___ EXTRACTED RECORDS
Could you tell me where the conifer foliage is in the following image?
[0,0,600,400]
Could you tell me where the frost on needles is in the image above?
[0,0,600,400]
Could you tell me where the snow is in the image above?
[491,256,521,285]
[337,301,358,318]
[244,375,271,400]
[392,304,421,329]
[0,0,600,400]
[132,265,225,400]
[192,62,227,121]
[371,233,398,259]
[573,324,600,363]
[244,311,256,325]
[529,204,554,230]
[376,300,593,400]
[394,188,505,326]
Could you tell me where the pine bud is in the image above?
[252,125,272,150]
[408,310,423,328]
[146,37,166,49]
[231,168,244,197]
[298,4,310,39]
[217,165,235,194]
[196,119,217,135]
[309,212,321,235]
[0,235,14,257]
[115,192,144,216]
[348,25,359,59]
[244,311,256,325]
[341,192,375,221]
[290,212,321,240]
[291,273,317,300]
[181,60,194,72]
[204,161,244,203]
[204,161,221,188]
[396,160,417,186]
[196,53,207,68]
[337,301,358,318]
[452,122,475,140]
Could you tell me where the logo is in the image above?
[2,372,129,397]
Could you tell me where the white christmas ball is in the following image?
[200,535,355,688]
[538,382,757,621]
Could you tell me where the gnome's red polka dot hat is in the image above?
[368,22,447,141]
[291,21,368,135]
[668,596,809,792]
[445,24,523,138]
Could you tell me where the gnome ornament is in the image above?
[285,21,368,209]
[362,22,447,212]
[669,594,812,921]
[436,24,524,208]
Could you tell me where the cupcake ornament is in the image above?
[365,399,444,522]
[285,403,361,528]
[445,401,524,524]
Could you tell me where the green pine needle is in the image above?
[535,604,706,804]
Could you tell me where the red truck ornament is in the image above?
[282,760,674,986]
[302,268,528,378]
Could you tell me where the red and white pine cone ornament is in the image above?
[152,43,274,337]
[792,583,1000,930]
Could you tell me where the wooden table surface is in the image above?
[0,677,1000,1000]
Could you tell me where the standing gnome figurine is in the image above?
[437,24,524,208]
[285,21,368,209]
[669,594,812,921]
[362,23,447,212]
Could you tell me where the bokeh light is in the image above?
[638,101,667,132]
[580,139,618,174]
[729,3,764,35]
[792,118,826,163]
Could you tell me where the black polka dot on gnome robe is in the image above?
______
GOAL:
Format the items as a Markdown table with the columns Row and Line, beginning at the line that contains "Could you tell me where the red truck" and continuing through the last of the items. Give each nonblank line its own row with a sequential number.

EXERCISE SOLUTION:
| Row | Line |
|---|---|
| 1 | Could you tell me where the red truck ornament is in the image above? |
| 2 | [282,760,674,986] |
| 3 | [302,268,528,378] |
| 4 | Could you tell me where the red and white pine cone ornament is in the image above? |
| 5 | [152,43,274,337] |
| 6 | [792,583,1000,930] |
| 7 | Could you tell me where the wooden table surface is in the image above? |
| 8 | [0,677,1000,1000] |
| 9 | Could you tell me where the standing gnome figurine is in the image above? |
| 10 | [437,24,524,208] |
| 11 | [285,21,368,209] |
| 12 | [669,594,812,921] |
| 13 | [362,23,447,212] |
| 14 | Could you tell me where the bokeh light is in the image above? |
| 15 | [638,101,667,132] |
| 16 | [580,139,618,174] |
| 17 | [729,3,764,35] |
| 18 | [792,118,826,163] |
| 19 | Could you tell me where the black polka dot on gnome robe is in the image above? |